Records excerpted from a collection >>
+-------+
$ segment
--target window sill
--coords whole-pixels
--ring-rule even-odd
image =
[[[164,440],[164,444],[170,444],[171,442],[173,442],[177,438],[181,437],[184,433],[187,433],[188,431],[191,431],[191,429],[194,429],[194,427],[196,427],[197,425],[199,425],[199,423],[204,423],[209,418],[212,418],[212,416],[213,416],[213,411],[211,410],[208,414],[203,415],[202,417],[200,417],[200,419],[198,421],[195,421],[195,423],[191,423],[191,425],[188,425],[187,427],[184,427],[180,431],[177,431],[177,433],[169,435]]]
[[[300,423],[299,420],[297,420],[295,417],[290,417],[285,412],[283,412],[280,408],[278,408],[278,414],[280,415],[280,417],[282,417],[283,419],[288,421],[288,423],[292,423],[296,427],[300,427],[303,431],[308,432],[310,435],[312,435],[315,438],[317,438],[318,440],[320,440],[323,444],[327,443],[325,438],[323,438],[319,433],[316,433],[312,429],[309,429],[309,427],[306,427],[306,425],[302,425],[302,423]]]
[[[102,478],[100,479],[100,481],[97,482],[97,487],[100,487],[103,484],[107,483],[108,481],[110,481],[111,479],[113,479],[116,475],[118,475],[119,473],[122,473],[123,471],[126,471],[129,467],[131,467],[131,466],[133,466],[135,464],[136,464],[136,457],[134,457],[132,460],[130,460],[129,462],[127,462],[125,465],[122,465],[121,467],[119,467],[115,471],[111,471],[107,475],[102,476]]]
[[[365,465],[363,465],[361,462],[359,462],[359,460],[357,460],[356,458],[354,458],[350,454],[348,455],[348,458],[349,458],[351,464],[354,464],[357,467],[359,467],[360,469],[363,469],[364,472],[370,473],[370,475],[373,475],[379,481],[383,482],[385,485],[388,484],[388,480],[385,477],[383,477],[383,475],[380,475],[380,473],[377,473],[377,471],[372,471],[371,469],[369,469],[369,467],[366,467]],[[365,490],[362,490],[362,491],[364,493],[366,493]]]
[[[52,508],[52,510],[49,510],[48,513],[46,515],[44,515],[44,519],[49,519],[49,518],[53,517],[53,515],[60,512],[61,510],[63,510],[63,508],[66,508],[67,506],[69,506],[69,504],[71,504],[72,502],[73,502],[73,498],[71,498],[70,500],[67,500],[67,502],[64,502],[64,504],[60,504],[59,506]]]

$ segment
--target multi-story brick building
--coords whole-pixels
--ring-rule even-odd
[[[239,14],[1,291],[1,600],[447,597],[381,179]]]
+-------+
YOUR TASK >> All entries must be duplicated exactly, with none left out.

ANSWER SPACE >>
$ segment
--target window sill
--coords whole-pixels
--ring-rule even-odd
image =
[[[164,440],[164,444],[170,444],[171,442],[173,442],[177,438],[181,437],[184,433],[187,433],[188,431],[191,431],[191,429],[194,429],[194,427],[196,427],[197,425],[199,425],[199,423],[204,423],[209,418],[212,418],[212,416],[213,416],[213,411],[211,410],[208,414],[203,415],[202,417],[200,417],[200,419],[198,421],[195,421],[195,423],[191,423],[191,425],[188,425],[187,427],[184,427],[180,431],[177,431],[177,433],[169,435]]]
[[[300,423],[299,420],[297,420],[295,417],[290,417],[285,412],[283,412],[280,408],[278,408],[278,414],[280,415],[280,417],[282,417],[283,419],[288,421],[288,423],[292,423],[296,427],[300,427],[303,431],[308,432],[310,435],[312,435],[315,438],[317,438],[318,440],[320,440],[323,444],[327,443],[325,438],[323,438],[319,433],[316,433],[312,429],[309,429],[309,427],[306,427],[306,425],[302,425],[302,423]]]
[[[102,478],[100,479],[100,481],[97,482],[97,487],[100,487],[103,484],[107,483],[108,481],[110,481],[111,479],[113,479],[116,475],[118,475],[119,473],[122,473],[123,471],[126,471],[129,467],[131,467],[131,466],[133,466],[135,464],[136,464],[136,457],[134,457],[132,460],[130,460],[129,462],[127,462],[125,465],[122,465],[121,467],[119,467],[115,471],[111,471],[107,475],[102,476]]]
[[[365,465],[363,465],[361,462],[359,462],[359,460],[357,460],[356,458],[354,458],[350,454],[348,455],[348,458],[349,458],[351,464],[354,464],[357,467],[359,467],[360,469],[363,469],[364,472],[370,473],[370,475],[373,475],[379,481],[383,482],[385,485],[388,484],[388,480],[385,477],[383,477],[383,475],[380,475],[380,473],[377,473],[377,471],[372,471],[371,469],[369,469],[369,467],[366,467]],[[365,490],[362,490],[362,491],[364,493],[366,493]]]
[[[52,508],[52,510],[49,510],[48,513],[46,515],[44,515],[44,519],[49,519],[49,518],[53,517],[53,515],[60,512],[61,510],[63,510],[63,508],[66,508],[67,506],[69,506],[69,504],[71,504],[72,502],[73,502],[73,498],[71,498],[70,500],[67,500],[67,502],[64,502],[64,504],[60,504],[59,506]]]

$ segment
--target multi-story brick building
--coords whole-pixels
--ring-rule even-odd
[[[239,14],[1,291],[1,600],[447,597],[381,179]]]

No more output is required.